EXTRACTED RECORDS section start
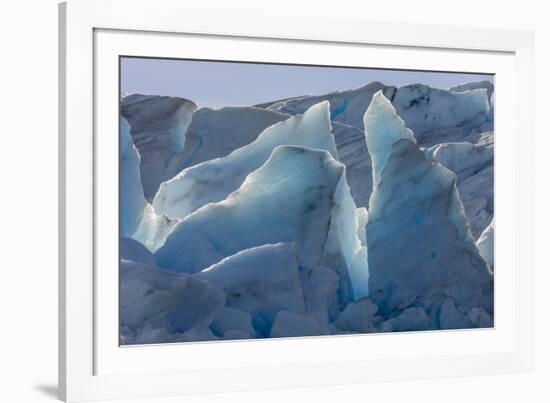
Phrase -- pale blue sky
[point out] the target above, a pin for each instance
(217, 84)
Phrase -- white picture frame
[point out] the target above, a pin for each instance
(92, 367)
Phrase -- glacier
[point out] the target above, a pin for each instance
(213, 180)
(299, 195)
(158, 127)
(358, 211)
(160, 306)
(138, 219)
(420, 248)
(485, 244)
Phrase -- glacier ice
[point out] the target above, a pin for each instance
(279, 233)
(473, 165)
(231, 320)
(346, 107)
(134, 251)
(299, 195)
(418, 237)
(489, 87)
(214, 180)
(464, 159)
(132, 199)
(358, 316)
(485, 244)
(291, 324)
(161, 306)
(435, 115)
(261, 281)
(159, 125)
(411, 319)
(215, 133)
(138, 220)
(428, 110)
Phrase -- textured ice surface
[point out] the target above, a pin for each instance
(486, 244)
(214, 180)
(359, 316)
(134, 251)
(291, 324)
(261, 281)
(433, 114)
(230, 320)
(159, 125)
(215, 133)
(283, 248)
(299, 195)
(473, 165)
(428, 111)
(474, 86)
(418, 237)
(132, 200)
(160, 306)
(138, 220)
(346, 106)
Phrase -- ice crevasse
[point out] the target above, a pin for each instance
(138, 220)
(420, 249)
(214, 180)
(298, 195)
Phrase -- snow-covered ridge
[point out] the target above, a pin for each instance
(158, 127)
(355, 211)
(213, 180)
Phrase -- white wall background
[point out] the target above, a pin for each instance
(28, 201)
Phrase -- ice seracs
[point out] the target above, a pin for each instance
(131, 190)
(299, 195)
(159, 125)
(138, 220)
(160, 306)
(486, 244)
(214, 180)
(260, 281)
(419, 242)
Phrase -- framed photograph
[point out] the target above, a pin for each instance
EXTRACTED RECORDS section end
EXTRACTED RECORDS section start
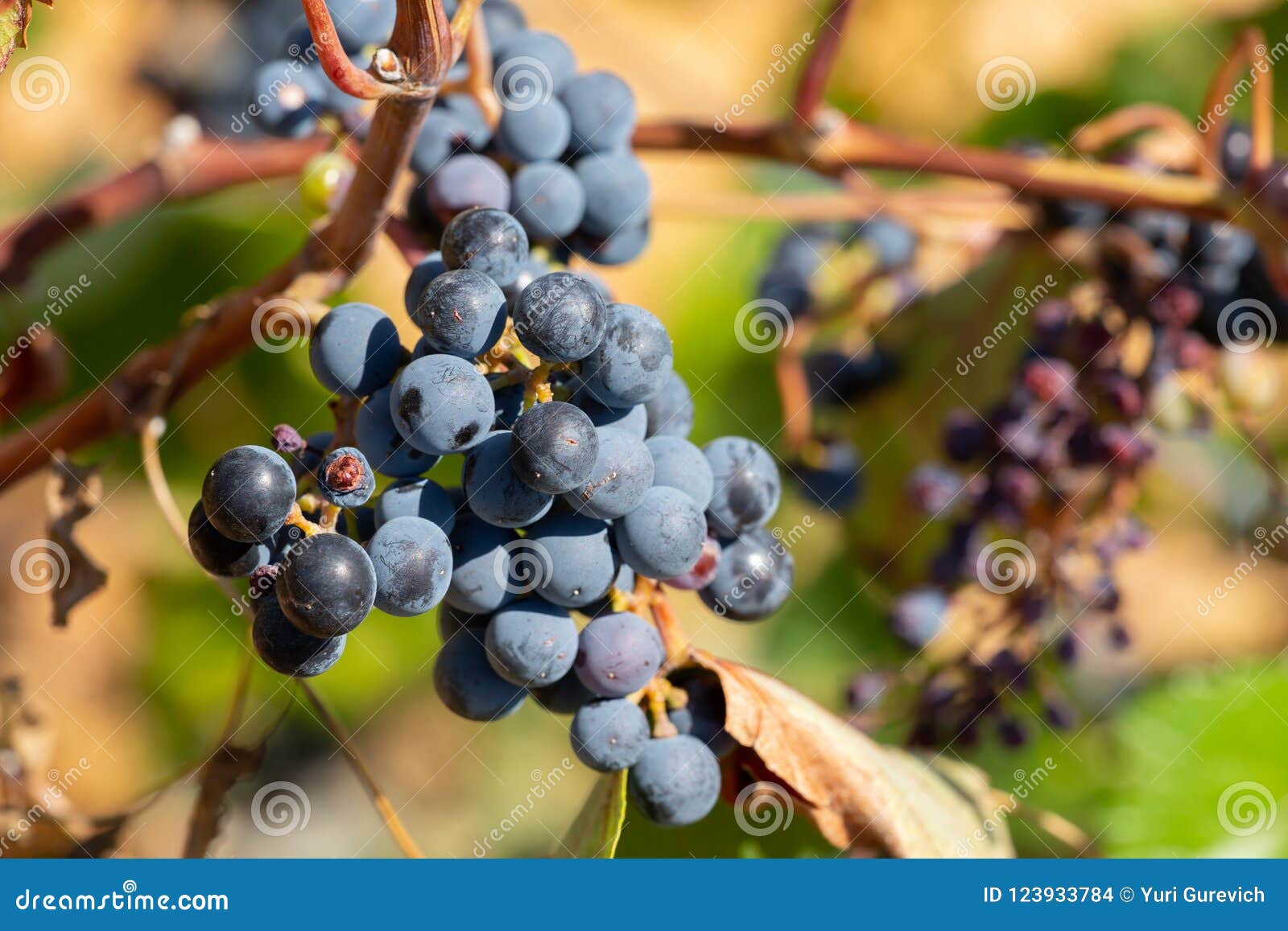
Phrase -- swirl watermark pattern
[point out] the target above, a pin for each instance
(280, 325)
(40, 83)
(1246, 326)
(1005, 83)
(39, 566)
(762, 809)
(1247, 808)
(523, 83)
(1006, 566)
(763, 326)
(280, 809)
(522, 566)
EXTRACTED RECORDS section end
EXTRACTED RECORDS section start
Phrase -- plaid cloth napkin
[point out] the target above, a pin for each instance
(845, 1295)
EXTRACTED RECORDS section end
● **TRY IT**
Find every line in the records that uses the string "white", then copy it.

● **TASK OUTPUT**
Phrase -- white picture frame
Phrase -- white wall background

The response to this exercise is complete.